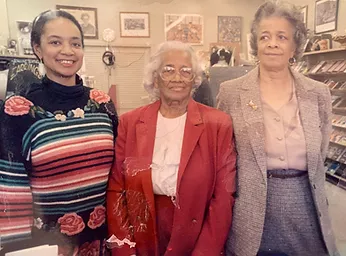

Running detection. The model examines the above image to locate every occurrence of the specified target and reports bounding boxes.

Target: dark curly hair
[250,1,307,59]
[30,10,84,59]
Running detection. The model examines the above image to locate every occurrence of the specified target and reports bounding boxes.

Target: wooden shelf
[329,140,346,147]
[332,124,346,129]
[333,108,346,116]
[326,171,346,182]
[303,48,346,57]
[330,89,346,97]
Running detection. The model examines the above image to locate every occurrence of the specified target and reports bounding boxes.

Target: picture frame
[217,16,242,43]
[315,0,339,34]
[12,20,34,55]
[164,13,204,45]
[56,5,99,39]
[119,12,150,37]
[300,5,308,27]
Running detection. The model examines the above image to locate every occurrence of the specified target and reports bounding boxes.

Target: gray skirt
[258,170,328,256]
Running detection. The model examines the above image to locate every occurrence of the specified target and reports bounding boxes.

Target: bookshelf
[293,48,346,190]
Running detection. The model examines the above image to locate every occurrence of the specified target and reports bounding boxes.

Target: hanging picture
[165,14,203,45]
[315,0,338,33]
[217,16,241,43]
[120,12,150,37]
[300,5,308,27]
[14,21,34,55]
[56,5,98,39]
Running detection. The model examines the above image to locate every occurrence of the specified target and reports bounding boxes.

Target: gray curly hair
[143,41,202,101]
[250,1,307,60]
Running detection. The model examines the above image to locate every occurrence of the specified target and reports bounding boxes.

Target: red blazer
[107,100,236,256]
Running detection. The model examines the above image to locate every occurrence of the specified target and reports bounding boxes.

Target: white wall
[0,0,263,113]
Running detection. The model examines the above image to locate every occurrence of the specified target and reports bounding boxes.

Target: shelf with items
[300,48,346,189]
[325,158,346,190]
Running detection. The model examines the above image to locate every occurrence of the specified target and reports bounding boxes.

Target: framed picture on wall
[217,16,241,43]
[315,0,339,33]
[56,5,98,39]
[16,20,34,55]
[300,5,308,27]
[120,12,150,37]
[165,14,203,45]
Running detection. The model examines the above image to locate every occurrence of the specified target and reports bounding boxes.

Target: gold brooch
━━━━━━━━
## The exercise
Switch every "Running detection" in the rows above to "Starting detection" and give the lines again with nothing else changed. Leave the pictures out of your answer.

## Written response
Starting detection. The model examines the above image to locate every occurrence of the specified target and reports bounding boxes.

Target: dark curly hair
[250,1,307,59]
[30,10,84,59]
Starting detection. The model examines the above image to locate every occurrence of the specified target and reports bounding boxes.

Target: wooden shelf
[329,140,346,147]
[332,124,346,129]
[333,108,346,116]
[326,171,346,182]
[303,48,346,57]
[330,89,346,97]
Starting detection. The model examines the above image to locate every occurrence of the specified target and reports bounding boxes.

Target: picture frame
[217,16,242,43]
[315,0,339,34]
[12,20,34,55]
[164,13,204,45]
[56,5,99,39]
[119,12,150,37]
[300,5,308,27]
Starting detection. The model examines the above image to locate every occurrence of the specified target and reports bounding boxes.

Target: gray skirt
[258,170,328,256]
Starting detection. The model examines the above image to locate every occurrence of the specified target and reports bounding boxes.

Target: bookshelf
[293,48,346,190]
Starting detection. The model examines the above image to locate every occurrence of the specified target and reports bounding boxes.

Target: hanging picture
[165,14,203,45]
[315,0,338,33]
[217,16,241,43]
[120,12,150,37]
[300,5,308,27]
[14,21,34,55]
[56,5,98,39]
Starting detection. The model examines the above image to locate every occurrence of the specified target and reports bounding boxes.

Target: gray curly hair
[143,41,202,101]
[250,1,307,60]
Starting detection. The model examines the above image to locate every occurrence of the specified target and reports bounding boxes.

Target: red blazer
[107,100,236,256]
Starting detection. The model examines the above image to locate every occurrence of the specified target and reports bounding boxes.

Target: white wall
[0,0,263,113]
Starting detection. The model examines the above image to locate every occurrence of the specified target and reports bounding boxes.

Target: shelf with items
[300,48,346,189]
[325,158,346,190]
Starting detection. The model examines the above image to locate every occurrence of the specified target and reports bounding boxes.

Target: framed picture on wall
[217,16,241,43]
[315,0,339,33]
[56,5,98,39]
[16,20,34,55]
[300,5,308,27]
[120,12,150,37]
[165,14,203,45]
Starting detection. The model examines the above image to locate every occurrence of the specified target and reports bounding boxes.

Target: gold brooch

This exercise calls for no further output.